§ **Çözülecek Problemler**:
• a. Kayıtlarda "I would appreciate your help locating the wooden bookshelf" ifadesini içeren satırdan başlayıp kayıtların son satırında bitecek şekilde bu satırları isteklerle birlikte yeniden yaz. Yalnızca yanıtlardaki koordinatları ölçekle: her sayıyı 2,3 ile çarpıp tam sayıya yuvarla, buçuklu değerleri yukarı yuvarla, isteklerdeki sayılara dokunma.
• b. Toplu mezarlar ve gerilla cenazeleri üzerine olan metni kaldığı yerden alıp sürdür.

+++ Verilen Metin +++

Bir yandan özel yetkili savcılarca açılan toplu mezarlara rastlanırken, diğer yandan yaşamını yitiren başkaca insanların topluca gömüldüğüne şahit oluyoruz. AKP, bir yandan mezar açarken, diğer yandan yeni mezarları kazıyor.
PKK'ye karşı, politik olarak bir adım daha öne geçmek için, uluslararası anlaşmaları hiçe sayıp kimyasal silah kullandığı iddia edilen AKP, Gerillaların halka tarafından sahiplenildiği cenaze törenleri yapılmasına, taziye çadırları açılmasına, engel olmak için insani normlardan uzaklaşıyor. Ailelere çocuklarının naaşını bile teslim ve insanların evlatlarına karşı son görevlerini yapmasına sadece politik çıkarları için engel oluyor.

+++ Kullanılacak Veriler +++

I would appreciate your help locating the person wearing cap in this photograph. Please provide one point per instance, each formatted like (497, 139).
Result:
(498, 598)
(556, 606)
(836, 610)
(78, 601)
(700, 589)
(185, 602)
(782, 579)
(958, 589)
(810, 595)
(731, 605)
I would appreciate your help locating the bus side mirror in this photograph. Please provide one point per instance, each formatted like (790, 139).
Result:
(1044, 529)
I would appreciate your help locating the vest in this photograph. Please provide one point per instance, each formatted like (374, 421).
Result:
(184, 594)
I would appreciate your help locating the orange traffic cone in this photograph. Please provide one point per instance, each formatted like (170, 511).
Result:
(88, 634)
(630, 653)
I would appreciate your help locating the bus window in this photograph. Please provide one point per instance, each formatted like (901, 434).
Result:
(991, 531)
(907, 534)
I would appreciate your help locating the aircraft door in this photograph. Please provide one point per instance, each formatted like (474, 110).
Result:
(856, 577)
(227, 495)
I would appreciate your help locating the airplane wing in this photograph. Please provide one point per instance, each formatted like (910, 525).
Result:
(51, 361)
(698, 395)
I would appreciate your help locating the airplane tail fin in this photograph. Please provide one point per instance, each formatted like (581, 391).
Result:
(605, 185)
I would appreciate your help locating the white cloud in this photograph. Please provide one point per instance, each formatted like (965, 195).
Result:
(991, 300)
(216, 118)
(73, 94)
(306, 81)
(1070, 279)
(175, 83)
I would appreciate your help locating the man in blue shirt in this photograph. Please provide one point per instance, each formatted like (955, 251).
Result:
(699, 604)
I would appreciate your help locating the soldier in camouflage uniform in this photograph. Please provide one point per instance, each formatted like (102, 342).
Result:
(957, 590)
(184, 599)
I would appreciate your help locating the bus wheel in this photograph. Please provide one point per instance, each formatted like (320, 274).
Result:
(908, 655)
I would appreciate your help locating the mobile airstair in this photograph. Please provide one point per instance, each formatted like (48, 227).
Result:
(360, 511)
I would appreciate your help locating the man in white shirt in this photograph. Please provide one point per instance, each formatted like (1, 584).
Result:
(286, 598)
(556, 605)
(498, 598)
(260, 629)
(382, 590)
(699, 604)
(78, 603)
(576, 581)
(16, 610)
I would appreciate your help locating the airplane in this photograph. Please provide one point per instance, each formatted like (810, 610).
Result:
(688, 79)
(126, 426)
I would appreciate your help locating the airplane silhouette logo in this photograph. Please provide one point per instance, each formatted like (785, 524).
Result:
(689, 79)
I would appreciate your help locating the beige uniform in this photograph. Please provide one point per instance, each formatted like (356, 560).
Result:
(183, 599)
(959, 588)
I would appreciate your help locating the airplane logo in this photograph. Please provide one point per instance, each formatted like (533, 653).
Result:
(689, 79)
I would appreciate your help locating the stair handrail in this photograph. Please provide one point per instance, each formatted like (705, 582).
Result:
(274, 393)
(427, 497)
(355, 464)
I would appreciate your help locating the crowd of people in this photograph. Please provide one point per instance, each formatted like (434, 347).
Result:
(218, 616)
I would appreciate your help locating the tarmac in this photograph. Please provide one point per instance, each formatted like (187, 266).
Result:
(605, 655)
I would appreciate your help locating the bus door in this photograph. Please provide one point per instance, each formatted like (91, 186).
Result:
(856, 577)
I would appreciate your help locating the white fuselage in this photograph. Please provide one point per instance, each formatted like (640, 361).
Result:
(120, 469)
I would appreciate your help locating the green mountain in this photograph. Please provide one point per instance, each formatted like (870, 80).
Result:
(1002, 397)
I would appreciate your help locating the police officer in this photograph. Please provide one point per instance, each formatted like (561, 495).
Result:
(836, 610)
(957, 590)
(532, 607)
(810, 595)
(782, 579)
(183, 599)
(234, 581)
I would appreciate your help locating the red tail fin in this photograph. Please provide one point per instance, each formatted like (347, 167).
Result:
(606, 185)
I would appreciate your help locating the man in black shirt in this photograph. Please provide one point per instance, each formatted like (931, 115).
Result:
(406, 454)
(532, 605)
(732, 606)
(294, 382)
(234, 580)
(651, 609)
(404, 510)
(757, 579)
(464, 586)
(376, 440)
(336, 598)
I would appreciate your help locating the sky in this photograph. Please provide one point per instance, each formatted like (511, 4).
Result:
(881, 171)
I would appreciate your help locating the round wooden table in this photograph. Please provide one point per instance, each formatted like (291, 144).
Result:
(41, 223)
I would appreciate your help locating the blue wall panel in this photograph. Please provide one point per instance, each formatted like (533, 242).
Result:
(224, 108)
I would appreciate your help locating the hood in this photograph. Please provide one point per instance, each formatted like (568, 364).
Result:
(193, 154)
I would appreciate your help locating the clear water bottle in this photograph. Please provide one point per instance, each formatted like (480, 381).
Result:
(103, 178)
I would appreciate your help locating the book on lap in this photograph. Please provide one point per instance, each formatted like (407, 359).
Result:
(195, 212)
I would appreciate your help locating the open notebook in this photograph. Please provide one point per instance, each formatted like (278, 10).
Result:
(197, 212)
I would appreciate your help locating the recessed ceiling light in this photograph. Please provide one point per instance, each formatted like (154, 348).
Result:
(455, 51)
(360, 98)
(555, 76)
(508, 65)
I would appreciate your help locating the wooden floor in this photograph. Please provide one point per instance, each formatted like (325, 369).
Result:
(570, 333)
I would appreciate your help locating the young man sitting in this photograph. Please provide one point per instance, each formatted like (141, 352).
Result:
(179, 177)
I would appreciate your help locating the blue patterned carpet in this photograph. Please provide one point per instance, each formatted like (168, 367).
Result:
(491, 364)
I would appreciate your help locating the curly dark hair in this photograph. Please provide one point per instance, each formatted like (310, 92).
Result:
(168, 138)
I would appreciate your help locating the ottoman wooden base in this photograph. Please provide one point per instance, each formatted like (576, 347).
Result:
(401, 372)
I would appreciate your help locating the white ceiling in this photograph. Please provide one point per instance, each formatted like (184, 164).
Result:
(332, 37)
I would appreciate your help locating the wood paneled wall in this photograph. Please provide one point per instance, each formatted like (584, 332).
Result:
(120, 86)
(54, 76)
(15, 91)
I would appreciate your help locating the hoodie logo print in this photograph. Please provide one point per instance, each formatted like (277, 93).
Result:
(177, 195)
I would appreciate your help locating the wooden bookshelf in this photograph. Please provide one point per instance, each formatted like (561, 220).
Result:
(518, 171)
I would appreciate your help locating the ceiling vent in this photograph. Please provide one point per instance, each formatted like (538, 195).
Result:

+++

§ **Cevap Listesi**:
• a.
I would appreciate your help locating the wooden bookshelf in this photograph. Please provide one point per instance, each formatted like (561, 220).
Result:
(1191, 393)
I would appreciate your help locating the ceiling vent in this photograph. Please provide one point per instance, each formatted like (538, 195).
Result:

• b.
Bugün gözlerimizin önünde gömülenlere ses çıkarmadıktan sonra, eski acıları dindirmeye çalışmak kimi zaman anlamsızlaşıyor. Esas olan bugünün zalimine karşı durmak ve yeni acıları yaşanmasına mani olmak... Durum böyle olunca adli tıp kurumları adalet nöbeti tutulması gereken yerlere dönüşüyor!
Sokak ortasında öldürülen, öldükten sonra değeri anlaşılan anısı için on binlerin sokağa Hrant'ın bile adliye koridorlarında yalnızlaştırıldığı düşünüldüğünde, mazlumdan yana, mezar kazıcılara karşı safları sıklaştırmak daha bir önem kazanıyor... (AS)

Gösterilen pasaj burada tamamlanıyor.